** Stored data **
::::::::::
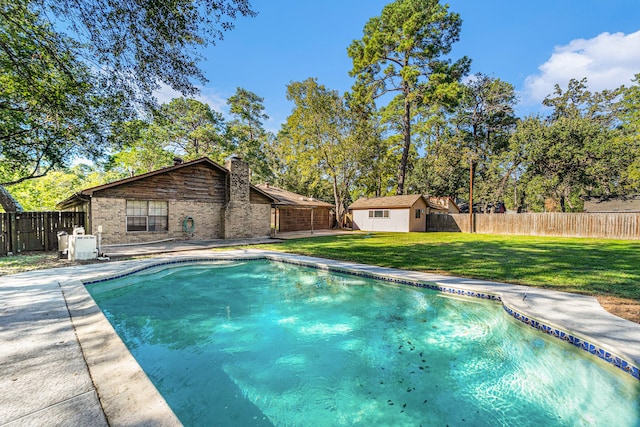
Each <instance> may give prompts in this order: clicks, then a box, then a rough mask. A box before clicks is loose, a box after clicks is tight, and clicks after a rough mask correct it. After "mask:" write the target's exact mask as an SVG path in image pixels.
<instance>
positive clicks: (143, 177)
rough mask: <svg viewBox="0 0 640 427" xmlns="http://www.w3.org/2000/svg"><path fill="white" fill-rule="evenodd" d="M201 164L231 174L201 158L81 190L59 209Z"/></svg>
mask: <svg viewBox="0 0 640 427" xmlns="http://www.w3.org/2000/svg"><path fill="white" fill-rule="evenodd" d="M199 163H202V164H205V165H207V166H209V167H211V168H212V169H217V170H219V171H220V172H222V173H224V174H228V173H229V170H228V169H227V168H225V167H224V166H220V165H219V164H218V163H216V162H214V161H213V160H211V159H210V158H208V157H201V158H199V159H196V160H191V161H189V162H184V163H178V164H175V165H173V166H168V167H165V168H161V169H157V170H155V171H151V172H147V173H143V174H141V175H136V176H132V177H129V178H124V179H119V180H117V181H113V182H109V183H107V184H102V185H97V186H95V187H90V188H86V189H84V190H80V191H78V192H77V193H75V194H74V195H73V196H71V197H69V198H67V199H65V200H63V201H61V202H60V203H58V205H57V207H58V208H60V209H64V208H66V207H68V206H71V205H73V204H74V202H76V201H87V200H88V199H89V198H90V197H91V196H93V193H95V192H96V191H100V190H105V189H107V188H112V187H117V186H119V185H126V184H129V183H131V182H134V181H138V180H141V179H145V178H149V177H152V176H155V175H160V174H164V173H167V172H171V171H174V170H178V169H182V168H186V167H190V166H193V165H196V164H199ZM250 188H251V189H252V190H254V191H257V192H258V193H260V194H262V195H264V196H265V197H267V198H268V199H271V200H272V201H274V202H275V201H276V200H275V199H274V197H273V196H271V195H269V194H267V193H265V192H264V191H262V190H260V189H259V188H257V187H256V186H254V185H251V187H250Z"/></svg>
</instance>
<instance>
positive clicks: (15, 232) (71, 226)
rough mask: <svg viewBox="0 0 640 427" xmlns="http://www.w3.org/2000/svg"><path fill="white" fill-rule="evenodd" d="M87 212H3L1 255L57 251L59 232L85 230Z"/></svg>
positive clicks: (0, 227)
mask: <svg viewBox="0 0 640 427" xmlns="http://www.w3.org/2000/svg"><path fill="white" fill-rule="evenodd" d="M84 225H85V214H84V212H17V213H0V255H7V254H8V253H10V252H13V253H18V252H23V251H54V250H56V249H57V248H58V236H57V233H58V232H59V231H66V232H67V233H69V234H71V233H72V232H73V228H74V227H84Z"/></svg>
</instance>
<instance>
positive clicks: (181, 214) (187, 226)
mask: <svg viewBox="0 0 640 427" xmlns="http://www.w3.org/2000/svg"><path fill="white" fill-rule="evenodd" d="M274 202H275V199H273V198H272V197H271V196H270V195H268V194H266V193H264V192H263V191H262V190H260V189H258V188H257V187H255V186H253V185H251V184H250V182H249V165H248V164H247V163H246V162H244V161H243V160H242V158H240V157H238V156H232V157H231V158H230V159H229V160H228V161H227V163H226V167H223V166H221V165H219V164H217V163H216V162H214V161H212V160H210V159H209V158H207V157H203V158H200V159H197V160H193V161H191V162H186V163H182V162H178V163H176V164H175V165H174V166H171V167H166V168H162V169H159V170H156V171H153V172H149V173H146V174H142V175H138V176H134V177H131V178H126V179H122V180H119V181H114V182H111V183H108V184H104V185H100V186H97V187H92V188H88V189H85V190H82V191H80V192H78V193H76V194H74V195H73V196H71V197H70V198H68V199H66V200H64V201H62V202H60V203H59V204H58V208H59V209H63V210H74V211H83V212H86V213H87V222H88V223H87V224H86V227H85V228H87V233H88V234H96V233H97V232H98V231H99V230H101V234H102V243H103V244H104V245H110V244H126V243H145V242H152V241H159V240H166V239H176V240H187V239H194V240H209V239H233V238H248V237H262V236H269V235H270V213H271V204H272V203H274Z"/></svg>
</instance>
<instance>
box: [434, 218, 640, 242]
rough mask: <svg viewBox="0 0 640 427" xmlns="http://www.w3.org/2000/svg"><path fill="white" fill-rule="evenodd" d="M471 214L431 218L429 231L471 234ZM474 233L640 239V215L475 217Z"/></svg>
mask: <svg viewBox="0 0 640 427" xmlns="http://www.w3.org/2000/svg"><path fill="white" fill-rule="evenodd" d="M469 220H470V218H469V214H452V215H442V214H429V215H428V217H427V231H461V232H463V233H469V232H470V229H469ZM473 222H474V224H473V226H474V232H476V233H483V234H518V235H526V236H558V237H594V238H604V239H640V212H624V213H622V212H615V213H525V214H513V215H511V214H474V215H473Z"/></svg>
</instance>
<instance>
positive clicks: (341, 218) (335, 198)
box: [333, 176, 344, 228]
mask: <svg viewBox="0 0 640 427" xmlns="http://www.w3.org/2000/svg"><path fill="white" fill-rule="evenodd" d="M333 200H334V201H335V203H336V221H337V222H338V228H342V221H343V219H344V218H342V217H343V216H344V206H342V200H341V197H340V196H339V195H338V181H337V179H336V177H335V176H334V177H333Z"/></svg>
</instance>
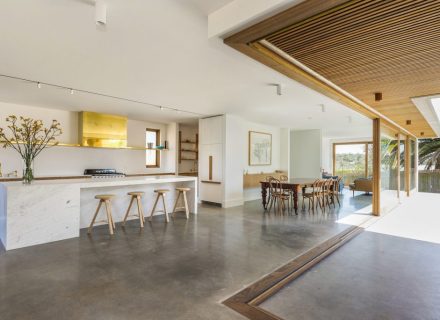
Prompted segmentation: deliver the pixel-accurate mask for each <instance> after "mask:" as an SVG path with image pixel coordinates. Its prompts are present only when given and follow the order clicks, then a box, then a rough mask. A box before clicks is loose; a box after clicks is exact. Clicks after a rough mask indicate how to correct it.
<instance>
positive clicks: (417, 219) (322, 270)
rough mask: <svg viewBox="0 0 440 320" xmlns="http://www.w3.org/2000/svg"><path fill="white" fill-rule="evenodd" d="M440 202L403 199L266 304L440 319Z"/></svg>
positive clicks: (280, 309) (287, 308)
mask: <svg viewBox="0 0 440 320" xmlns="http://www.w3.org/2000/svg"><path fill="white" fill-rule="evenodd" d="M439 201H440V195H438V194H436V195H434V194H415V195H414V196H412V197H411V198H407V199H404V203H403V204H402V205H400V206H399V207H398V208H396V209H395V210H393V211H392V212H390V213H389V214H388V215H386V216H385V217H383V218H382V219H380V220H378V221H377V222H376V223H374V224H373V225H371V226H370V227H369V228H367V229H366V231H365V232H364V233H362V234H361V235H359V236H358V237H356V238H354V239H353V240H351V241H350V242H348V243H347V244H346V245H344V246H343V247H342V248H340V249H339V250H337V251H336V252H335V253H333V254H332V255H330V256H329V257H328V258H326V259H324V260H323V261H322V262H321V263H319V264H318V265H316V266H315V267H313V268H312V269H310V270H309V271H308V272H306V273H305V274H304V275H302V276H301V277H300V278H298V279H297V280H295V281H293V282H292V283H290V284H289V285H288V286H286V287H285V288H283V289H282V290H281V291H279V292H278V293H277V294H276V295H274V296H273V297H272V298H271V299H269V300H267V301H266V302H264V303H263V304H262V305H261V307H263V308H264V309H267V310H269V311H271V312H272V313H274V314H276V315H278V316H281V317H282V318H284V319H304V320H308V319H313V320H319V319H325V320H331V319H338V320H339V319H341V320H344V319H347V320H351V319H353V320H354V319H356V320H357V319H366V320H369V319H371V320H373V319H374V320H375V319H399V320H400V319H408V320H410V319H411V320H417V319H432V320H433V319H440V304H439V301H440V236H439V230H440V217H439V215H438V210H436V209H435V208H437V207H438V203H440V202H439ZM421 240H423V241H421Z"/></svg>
::::::::::
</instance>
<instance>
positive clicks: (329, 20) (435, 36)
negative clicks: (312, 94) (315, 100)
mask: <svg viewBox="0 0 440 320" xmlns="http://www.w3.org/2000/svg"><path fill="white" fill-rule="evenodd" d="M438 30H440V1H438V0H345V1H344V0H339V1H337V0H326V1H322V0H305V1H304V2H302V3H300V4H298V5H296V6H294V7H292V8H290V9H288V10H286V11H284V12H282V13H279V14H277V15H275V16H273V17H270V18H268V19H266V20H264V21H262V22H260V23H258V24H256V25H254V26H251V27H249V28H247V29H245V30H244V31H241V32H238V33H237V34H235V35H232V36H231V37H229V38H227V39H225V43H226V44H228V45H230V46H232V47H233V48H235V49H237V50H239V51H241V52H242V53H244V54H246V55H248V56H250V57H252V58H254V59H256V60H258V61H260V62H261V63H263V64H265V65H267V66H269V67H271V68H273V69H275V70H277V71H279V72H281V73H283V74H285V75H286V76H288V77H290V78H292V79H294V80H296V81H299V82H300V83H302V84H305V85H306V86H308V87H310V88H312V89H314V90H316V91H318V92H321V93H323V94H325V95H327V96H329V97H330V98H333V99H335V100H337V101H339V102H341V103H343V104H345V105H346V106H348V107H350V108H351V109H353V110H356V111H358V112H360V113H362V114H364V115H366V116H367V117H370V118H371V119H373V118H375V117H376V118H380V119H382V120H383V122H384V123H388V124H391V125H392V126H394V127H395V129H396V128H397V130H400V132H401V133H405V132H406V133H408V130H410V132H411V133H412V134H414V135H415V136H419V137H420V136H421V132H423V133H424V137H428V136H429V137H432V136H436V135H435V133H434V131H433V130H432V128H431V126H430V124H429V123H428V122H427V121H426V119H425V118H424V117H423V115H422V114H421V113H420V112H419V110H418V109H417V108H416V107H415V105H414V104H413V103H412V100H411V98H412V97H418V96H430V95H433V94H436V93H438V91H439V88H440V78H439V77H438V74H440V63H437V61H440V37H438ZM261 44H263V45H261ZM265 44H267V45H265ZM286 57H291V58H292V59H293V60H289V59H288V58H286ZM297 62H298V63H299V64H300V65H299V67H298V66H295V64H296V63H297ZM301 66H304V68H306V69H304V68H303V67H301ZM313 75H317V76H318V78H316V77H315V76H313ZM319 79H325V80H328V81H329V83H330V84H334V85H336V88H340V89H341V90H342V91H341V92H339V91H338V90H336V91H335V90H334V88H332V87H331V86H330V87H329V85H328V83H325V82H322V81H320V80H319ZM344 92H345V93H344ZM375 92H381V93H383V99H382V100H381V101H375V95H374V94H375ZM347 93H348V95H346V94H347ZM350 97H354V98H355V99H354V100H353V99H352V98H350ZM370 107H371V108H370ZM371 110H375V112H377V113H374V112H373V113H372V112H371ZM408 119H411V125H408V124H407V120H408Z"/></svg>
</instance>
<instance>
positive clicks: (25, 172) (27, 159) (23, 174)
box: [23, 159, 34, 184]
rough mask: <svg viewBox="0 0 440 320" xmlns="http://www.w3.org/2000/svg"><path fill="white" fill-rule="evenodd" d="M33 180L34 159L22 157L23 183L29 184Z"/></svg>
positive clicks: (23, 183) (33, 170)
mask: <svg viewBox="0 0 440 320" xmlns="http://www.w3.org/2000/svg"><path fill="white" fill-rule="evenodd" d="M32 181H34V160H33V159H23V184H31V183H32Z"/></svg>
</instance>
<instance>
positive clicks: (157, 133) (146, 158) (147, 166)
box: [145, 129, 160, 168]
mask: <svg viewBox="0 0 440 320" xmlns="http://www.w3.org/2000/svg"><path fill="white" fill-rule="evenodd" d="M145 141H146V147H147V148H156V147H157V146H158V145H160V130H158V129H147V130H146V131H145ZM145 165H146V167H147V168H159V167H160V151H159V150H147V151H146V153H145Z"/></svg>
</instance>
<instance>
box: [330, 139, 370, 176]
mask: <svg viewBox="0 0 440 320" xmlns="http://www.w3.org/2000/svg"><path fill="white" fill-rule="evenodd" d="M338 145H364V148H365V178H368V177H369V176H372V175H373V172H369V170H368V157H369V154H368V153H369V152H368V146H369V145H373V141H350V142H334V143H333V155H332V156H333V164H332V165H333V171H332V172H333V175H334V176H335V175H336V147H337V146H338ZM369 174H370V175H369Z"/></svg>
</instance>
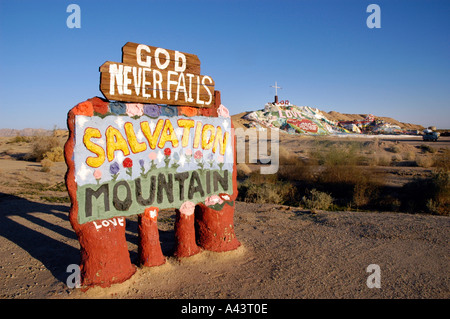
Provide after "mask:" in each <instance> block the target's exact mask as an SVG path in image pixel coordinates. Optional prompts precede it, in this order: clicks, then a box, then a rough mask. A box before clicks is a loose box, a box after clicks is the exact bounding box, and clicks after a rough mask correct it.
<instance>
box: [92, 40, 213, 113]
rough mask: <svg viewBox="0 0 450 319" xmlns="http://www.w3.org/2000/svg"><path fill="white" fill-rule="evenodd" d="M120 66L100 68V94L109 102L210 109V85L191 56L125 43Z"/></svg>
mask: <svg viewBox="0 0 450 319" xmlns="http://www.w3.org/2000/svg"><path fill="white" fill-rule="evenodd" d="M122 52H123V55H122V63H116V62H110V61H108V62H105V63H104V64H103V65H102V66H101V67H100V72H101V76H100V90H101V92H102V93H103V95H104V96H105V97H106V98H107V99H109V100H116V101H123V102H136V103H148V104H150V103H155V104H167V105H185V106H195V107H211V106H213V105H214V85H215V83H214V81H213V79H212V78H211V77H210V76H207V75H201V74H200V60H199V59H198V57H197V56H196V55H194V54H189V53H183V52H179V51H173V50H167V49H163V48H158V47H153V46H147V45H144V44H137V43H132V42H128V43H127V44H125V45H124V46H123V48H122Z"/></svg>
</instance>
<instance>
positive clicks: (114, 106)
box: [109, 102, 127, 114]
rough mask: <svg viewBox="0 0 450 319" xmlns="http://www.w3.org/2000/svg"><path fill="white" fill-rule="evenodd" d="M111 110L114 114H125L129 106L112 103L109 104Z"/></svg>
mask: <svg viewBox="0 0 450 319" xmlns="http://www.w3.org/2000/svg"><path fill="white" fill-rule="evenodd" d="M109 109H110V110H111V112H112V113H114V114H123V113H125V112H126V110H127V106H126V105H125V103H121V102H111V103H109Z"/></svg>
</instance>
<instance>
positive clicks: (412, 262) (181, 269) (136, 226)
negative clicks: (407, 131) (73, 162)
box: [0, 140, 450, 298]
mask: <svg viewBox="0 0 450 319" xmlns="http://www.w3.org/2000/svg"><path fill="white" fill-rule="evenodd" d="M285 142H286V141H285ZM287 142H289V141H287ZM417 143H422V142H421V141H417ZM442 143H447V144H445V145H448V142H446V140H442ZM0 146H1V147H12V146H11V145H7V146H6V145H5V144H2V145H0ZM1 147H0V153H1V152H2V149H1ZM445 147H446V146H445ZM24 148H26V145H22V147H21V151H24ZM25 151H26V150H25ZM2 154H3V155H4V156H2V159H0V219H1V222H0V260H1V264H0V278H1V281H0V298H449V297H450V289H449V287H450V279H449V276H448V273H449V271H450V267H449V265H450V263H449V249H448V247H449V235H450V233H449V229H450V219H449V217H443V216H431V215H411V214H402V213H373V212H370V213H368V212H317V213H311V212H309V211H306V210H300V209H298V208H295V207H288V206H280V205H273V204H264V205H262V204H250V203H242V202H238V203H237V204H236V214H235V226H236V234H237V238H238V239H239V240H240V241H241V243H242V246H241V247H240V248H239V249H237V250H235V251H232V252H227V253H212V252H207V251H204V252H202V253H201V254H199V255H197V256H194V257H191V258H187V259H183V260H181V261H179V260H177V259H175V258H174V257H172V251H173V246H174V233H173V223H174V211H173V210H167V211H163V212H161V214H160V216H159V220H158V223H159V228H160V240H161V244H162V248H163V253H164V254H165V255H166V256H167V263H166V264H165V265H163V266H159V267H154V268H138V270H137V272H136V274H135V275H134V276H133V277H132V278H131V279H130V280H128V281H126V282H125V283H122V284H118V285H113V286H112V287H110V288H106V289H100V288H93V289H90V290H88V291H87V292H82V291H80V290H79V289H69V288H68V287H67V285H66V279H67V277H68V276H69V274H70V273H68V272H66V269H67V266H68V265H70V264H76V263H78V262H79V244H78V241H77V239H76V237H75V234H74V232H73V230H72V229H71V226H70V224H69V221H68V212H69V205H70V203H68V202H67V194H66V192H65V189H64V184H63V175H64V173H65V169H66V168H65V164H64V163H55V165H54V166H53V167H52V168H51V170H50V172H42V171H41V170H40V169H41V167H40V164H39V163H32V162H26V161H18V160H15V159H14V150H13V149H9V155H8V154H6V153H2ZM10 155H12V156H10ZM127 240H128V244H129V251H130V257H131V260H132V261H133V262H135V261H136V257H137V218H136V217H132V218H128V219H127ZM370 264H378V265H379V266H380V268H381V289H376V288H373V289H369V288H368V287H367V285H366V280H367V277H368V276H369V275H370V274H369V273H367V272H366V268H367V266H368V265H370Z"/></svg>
::::::::::
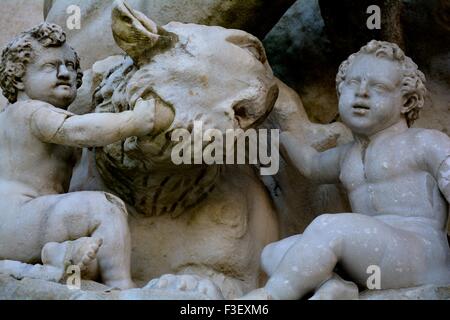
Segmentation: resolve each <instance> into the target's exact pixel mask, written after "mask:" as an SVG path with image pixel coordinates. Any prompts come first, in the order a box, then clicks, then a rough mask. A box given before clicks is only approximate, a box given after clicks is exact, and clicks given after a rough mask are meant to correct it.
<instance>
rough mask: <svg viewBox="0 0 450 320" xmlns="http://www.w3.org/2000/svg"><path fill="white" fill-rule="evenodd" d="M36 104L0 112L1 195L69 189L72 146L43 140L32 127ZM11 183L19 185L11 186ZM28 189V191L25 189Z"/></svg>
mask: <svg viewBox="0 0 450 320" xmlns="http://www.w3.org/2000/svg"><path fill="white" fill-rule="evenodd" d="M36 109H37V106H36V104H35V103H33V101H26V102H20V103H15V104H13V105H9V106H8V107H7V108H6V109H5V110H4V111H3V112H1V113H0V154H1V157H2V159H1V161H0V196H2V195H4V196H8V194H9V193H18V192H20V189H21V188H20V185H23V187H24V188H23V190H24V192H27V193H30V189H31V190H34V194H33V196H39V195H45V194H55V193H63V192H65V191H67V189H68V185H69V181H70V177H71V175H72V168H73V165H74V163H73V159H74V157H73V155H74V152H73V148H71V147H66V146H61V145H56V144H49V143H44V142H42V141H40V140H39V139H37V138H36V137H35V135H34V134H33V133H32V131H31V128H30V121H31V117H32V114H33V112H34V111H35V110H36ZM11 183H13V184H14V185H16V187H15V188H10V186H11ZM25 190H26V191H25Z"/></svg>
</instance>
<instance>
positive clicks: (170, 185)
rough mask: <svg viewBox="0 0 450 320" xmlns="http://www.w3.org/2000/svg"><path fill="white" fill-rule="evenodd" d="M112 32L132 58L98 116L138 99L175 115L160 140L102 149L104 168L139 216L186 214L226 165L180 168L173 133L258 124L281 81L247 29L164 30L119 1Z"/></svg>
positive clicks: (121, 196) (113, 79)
::::::::::
** What you will do **
With the line holding "Each <instance> may" as the first and the line holding "positive clicks: (143, 177)" as the last, set down that range of the entries above exactly, and nothing else.

** Solution to this task **
Each <instance> may give prompts in this order: clicks, then a box, then a rough mask. A box before clicks is loose, a box after clicks is tight, and clicks after a rough mask correct it. After "mask:" write the target's exact mask as an SVG path in image pixels.
<instance>
positive clicks: (143, 177)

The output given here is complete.